What needs to be done -
Every record below should be copied exactly, with the pictures left out.

+ + + +

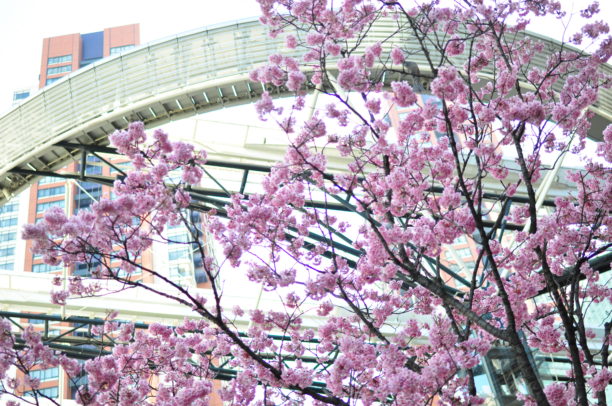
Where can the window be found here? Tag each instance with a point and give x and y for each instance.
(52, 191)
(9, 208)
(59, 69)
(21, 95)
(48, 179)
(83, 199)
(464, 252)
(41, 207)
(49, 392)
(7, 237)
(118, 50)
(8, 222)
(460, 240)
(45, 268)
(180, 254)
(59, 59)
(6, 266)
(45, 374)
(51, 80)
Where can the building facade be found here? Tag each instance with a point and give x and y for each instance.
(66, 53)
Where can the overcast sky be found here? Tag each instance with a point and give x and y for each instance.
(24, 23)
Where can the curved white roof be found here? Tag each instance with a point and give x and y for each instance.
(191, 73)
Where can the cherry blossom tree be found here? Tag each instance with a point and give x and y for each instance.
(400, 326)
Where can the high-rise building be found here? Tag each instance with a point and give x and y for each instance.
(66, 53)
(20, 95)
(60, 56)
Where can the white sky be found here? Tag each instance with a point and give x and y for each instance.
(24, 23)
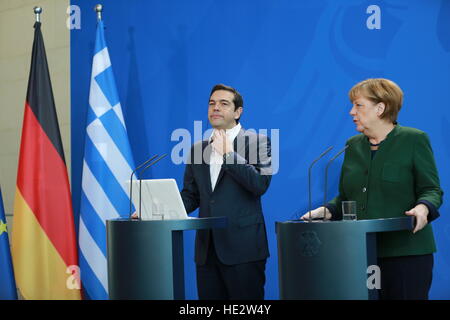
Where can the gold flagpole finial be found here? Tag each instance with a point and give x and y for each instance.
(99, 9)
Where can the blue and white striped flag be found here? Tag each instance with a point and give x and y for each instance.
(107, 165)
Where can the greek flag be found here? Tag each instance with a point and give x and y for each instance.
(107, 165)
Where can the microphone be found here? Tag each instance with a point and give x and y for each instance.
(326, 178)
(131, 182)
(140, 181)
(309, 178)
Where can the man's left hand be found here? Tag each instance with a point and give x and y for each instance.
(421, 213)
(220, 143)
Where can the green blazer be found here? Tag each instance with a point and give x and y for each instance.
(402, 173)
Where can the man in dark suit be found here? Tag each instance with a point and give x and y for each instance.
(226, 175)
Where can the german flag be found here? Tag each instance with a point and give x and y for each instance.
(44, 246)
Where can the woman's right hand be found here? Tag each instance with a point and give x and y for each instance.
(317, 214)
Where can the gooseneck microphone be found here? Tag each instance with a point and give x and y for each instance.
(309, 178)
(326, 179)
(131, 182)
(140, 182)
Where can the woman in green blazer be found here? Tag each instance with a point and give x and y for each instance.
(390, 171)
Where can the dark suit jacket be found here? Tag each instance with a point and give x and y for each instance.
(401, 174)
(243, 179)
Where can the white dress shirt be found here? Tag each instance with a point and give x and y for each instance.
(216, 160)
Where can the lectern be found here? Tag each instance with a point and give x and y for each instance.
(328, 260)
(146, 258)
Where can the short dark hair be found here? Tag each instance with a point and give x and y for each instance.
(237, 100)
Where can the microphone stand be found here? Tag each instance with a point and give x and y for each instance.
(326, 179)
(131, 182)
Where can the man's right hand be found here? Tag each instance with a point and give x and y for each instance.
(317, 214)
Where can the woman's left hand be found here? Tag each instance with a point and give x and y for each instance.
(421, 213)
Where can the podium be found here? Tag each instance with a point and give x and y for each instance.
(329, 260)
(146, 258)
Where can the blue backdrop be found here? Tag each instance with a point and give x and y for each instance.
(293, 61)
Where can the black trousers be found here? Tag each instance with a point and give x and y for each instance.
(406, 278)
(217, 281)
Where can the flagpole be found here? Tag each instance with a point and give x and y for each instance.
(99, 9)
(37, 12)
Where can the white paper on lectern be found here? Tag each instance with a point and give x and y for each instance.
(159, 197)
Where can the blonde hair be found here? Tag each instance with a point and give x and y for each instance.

+ + + +

Solution -
Where can the window be found here? Tag each instance with a point and give x and y for each instance.
(52, 191)
(9, 208)
(59, 69)
(21, 95)
(48, 179)
(83, 199)
(464, 252)
(41, 207)
(49, 392)
(7, 237)
(118, 50)
(8, 222)
(460, 240)
(45, 268)
(180, 254)
(59, 59)
(6, 266)
(45, 374)
(51, 80)
Where can the building facade be found here? Tag each instance with a point and give x and y for each instance.
(66, 53)
Where can the overcast sky be found here? Tag each instance with a point and give x and y for each instance.
(24, 23)
Where can the curved white roof be found here? Tag each instance with a point and give x and y for each instance.
(191, 73)
Where can the cherry blossom tree be found here? Tag each instance with a point and give x and y for each instance.
(400, 326)
Where can the high-rise building be found here? Tag each instance with a point and give x and y for each instance.
(66, 53)
(20, 95)
(60, 56)
Where can the white sky be found here? Tag each instance with a point and give x and y for each instance.
(24, 23)
Where can the gold flagpole finial be found here? Tag each instance with a point and give x and y for each instance.
(99, 9)
Where can the blue and white striped flag be found here? Tag each instance with a point and give x and y for each instance.
(107, 165)
Where can the greek flag be found here? Tag each instance with a point and give x and y for each instance.
(107, 165)
Where can the microphone be found here? Tag each instance with a point and give x and y for each instance.
(326, 178)
(131, 182)
(140, 181)
(309, 178)
Where can the man's left hand be found here? Tag each instance with a point and give x and y for each instance.
(421, 213)
(220, 143)
Where can the green blazer be found here? Tag each instance with a point and give x and y for each instance.
(402, 173)
Where can the man in dark suit be found here? Tag each instance with a point and give x and y for each instance.
(226, 175)
Where can the german flag be found here? Tag each instance with a point and give x and y for each instance.
(44, 246)
Where can the woman's right hand be found here? Tag each instance with a point and give x and y for each instance.
(317, 214)
Where can the gooseneck microphone be found here? Tag each instance with a point and give x and y for each instance.
(309, 178)
(326, 179)
(131, 182)
(140, 182)
Where can the woman in green blazer be found here? Tag each instance with a point and give x and y for each instance.
(390, 171)
Where can the dark suit jacket be found here? Tag each instance with a point and give x and y for each instance.
(401, 174)
(243, 179)
Where can the white dress shirt be found here? Tag each instance with a point and give x and y for each instance.
(216, 160)
Where can the lectern be found here? Tag each instance with a point and give x and y for each instance.
(328, 260)
(146, 258)
Where can the short dark hair be found here? Tag each instance with a point and give x and y for each instance.
(237, 100)
Where can the microphone stand be found here? Tag each instance with a point and give x and y for each instance.
(326, 179)
(131, 182)
Where can the man's right hand be found here? Tag each instance with a point and give x and y for each instance.
(317, 214)
Where can the woman's left hand be found here? Tag each instance with a point and give x and y for each instance.
(421, 213)
Where can the podium be found here? Tag each instance with a point and give x and y for each instance.
(329, 260)
(146, 258)
Where can the blue backdrop be found here? Tag each instance with a point and give x and y for each instance.
(293, 61)
Where can the black trousers be found here? Tag each instance with a point and give x and y for each instance.
(406, 278)
(217, 281)
Where can the flagpole be found here? Tag each instance with a point and give x and y for each instance.
(99, 9)
(37, 12)
Where can the white paper on lectern be found here? Tag each instance with a point and give x and y for each instance.
(159, 197)
Where can the blonde hair be found here? Tag each instance with a point and give x and y for each instance.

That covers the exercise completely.